Your task: Please show each line of the listing where "handprint" is present.

Material provided:
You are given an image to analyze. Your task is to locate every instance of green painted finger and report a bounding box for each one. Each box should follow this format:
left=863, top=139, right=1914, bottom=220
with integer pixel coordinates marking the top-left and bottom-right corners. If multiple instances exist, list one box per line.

---

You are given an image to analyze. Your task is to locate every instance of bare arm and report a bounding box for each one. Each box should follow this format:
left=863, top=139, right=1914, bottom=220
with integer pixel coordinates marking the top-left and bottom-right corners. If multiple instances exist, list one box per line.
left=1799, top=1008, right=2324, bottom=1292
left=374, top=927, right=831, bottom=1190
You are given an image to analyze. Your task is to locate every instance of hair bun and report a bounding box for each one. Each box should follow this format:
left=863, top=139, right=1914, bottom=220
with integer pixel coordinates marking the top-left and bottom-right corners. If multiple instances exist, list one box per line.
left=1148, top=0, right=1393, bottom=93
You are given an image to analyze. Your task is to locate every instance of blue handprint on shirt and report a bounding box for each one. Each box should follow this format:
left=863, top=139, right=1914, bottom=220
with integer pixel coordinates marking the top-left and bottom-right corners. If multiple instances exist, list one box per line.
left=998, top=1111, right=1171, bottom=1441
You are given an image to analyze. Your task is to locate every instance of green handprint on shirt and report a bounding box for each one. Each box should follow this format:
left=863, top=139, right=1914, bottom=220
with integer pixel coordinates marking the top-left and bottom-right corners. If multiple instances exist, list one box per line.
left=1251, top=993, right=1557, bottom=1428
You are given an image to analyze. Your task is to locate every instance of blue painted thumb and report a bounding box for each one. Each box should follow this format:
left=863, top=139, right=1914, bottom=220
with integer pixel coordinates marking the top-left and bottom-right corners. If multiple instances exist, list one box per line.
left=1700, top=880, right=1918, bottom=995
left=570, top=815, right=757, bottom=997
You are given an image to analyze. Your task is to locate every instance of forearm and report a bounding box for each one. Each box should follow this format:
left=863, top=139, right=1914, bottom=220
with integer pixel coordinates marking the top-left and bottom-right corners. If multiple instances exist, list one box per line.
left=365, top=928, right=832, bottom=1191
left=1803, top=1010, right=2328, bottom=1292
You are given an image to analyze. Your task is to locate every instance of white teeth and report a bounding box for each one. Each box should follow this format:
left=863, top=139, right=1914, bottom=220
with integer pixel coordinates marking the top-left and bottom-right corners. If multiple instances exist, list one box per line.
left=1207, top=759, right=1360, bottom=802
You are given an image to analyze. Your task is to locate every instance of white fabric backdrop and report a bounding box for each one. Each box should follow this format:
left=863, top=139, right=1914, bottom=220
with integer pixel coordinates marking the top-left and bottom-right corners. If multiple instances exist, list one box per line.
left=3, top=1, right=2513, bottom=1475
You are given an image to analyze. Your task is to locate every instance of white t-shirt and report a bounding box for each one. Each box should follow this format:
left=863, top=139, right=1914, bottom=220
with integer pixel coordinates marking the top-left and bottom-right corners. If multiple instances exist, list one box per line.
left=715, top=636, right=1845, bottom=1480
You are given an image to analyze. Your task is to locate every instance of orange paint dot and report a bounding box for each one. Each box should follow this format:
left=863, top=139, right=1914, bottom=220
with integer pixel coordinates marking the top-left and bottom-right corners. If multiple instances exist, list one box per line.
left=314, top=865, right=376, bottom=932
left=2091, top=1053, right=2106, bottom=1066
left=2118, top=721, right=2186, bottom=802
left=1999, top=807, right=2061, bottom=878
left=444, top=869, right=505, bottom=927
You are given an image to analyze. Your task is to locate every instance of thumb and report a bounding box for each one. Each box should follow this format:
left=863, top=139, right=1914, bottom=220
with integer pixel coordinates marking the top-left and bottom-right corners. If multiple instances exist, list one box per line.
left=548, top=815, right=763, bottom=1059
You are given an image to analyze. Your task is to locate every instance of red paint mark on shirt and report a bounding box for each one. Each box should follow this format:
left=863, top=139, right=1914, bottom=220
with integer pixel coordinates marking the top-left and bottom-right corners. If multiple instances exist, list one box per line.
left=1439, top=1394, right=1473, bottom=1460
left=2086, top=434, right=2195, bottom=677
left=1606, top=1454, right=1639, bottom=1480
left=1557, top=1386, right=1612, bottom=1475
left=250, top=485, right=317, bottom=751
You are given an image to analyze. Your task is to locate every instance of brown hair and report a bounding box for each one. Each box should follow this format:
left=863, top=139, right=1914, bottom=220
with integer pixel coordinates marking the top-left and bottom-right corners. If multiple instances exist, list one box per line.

Solution:
You are given an image to analyze. Your task is to locate every instance of blue handprint on shirt and report a bounding box for each one. Each box should follow this format:
You are given an image to analyze. Your task is to locate every instance of green handprint on shirt and report a bounding box for each one. Each box should follow this format:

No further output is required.